▶ _SOURCE PASSAGE_:
________________________

The stereotype goes -- If you ask a man if he wants to cuddle -- chances are he’ll just roll his eyes... then roll over.
But a new study reveals men might be bigger softies than we think.
Morning news teams went wild with this story -- Here’s WYFF:
FEMALE ANCHOR: “A new study reveals dudes... like to cuddle! In an international survey -- more than 1000 couples: Holding hands or simply liking to be near the other person was more important to men than women. Couples in the survey for a long time, too -- an average of 25 years.”
MALE ANCHOR: “We’ve been outed, as they say!”
Those results will be published in the August Issue of Archives of Sexual Behavior -- and cover everything from cuddling, to relationship happiness, to sexual satisfaction.
It has men blushing, and women, especially those with a microphone, doubtful.
Here’s what the morning ladies at KNXV think:
ANCHOR 1: “I don’t know that men really like it, as much -- I think they pretend a lot of the time because they think its going to go further, but I don’t think they’re really into the cuddling as much as we are.”
ANCHOR 2: “Yeah, I would have to agree with you, about the part of it going past the cuddling, at least the hopes of it anyway!”
Still need statistical proof? The study shows cuddle-time is directly correlated with length of relationship -- growing exponentially higher after a couple spends two decades together. Here’s KOCO’s snarky response:
MALE ANCHOR: "Couples who participated in this survey were together an average of 25 years."
FEMALE ANCHOR: “So maybe once they got to the 25 year point, that’s when men started to have emotions?”
MALE ANCHOR: “Wait a minute, what the survey is saying is that you women can sometimes be cold.”
FEMALE ANCHOR: “You women? Oh he’s about to get it.”
The survey studied couples from Japan, Brazil, the US, Germany and Spain. TIME reports which country takes the lead in... love:
“The study found that Japanese couples were significantly happier with their relationships than American couples, who were in turn happier than couples from Brazil and Spain. The Japanese were also more likely to report sexual satisfaction than Americans: Japanese men in particular were 2.61 times more sexually satisfied than American men.”
But enough about the men -- Japanese and Brazilian women were more likely to report sexual satisfaction than their American counterparts. And, as WNYW reports -- the ladies are looking for a little something extra:
“Now lets talk about the ladies. In a reversal of stereotypes, studies found women might actually be the ones yearning for the hot, steamy sex. And the longer the relationship, and the better the sex, and the happier she is.”
Finally to MSNBC’s Lawrence O’Donnell, who -- as usual -- gets the “Last Word.” Due to “statistical outliers,” he’s skeptical.
“When word of this survey came our way, we immediately noticed one glaring piece of data. Although on average couples had sex approximately six times over the four week study, one male respondent allegedly had sex 81 times over the same time period: an average of just under three times per day.”

________________________

▶ _TASKS AND EXERCISES_:
(1) Answer these questions about the cuddling survey report:
(a) How many couples took part in the international survey?
(b) Which countries were the couples from?
(c) How many times did one male respondent allegedly have sex over the four-week study?
(2) Please rewrite the stretch of entries from the start through the line containing "[[[48,8],[55,0],[38,0],[40,8]]]", replacing "segmenter" with "annotator" and changing nothing else.

[Contour labeling entries]
________________________

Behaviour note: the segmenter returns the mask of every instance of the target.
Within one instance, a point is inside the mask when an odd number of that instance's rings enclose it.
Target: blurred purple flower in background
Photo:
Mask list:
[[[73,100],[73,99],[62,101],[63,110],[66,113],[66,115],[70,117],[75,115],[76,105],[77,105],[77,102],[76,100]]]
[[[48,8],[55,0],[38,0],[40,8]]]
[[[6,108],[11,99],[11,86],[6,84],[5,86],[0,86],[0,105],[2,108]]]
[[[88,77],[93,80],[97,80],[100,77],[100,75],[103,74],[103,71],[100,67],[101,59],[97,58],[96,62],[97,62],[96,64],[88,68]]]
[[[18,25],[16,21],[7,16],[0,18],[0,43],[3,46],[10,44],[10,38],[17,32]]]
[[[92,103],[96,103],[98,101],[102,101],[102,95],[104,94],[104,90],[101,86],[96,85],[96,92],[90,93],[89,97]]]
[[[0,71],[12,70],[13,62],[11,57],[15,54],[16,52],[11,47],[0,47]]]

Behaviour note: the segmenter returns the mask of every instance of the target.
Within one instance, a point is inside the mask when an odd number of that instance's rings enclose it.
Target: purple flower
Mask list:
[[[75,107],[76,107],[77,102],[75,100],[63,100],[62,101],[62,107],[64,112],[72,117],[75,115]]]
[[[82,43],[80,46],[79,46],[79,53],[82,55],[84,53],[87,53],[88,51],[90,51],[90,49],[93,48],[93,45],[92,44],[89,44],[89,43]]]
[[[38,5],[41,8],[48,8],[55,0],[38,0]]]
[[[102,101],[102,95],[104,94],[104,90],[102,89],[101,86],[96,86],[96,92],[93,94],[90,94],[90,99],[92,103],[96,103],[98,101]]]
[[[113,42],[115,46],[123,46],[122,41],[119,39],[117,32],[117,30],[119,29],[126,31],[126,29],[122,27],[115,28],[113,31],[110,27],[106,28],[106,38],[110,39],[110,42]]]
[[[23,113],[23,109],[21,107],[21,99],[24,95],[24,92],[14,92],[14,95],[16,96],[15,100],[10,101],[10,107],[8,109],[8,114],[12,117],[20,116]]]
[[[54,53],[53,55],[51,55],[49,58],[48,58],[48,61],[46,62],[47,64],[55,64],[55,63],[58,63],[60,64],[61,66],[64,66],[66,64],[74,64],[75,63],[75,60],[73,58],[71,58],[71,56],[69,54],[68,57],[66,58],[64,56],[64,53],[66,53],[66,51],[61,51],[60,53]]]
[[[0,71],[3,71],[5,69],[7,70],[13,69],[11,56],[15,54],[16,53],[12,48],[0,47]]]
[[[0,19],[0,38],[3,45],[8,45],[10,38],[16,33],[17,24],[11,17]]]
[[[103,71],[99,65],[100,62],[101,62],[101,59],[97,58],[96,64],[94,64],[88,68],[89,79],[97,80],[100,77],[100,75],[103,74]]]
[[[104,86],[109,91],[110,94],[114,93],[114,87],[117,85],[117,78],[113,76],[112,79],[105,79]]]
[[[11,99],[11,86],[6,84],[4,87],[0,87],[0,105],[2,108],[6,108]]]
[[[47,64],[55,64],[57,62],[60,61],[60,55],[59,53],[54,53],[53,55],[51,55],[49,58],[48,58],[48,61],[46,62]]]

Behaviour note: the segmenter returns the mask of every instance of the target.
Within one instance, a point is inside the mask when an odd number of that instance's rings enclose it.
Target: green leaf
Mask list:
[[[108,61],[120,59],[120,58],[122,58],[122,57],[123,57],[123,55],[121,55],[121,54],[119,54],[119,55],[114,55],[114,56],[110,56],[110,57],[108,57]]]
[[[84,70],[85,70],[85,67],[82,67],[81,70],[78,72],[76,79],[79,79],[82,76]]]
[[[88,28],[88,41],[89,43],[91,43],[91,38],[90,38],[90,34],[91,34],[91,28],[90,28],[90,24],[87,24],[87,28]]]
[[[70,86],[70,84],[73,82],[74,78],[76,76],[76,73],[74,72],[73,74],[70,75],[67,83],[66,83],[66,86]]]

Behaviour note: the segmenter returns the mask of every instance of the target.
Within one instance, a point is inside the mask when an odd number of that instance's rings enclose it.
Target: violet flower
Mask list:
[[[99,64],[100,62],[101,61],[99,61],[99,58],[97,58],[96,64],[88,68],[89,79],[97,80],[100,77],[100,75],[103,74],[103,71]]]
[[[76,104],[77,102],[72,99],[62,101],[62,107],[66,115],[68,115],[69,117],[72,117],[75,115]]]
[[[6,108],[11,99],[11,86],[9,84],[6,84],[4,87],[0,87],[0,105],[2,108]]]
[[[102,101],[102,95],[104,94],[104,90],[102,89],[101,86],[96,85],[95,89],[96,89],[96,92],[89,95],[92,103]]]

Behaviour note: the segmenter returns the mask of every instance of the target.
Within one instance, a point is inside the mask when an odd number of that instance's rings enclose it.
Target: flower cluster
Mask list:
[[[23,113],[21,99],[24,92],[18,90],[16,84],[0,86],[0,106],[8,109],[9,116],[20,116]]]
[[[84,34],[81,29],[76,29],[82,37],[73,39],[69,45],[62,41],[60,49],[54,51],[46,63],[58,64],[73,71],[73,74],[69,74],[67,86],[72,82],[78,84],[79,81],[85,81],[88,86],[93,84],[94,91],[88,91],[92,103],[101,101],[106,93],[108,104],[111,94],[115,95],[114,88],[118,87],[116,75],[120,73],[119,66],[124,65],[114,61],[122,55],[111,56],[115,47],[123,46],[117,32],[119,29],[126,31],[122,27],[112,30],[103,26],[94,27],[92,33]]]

________________________

▶ _EXERCISE RESULTS_:
(1)
(a) More than 1000 couples.
(b) Japan, Brazil, the US, Germany and Spain.
(c) 81 times.

(2)
Behaviour note: the annotator returns the mask of every instance of the target.
Within one instance, a point is inside the mask when an odd number of that instance's rings enclose it.
Target: blurred purple flower in background
Photo:
Mask list:
[[[73,100],[73,99],[62,101],[63,110],[66,113],[66,115],[70,117],[75,115],[76,105],[77,105],[77,102],[76,100]]]
[[[48,8],[55,0],[38,0],[40,8]]]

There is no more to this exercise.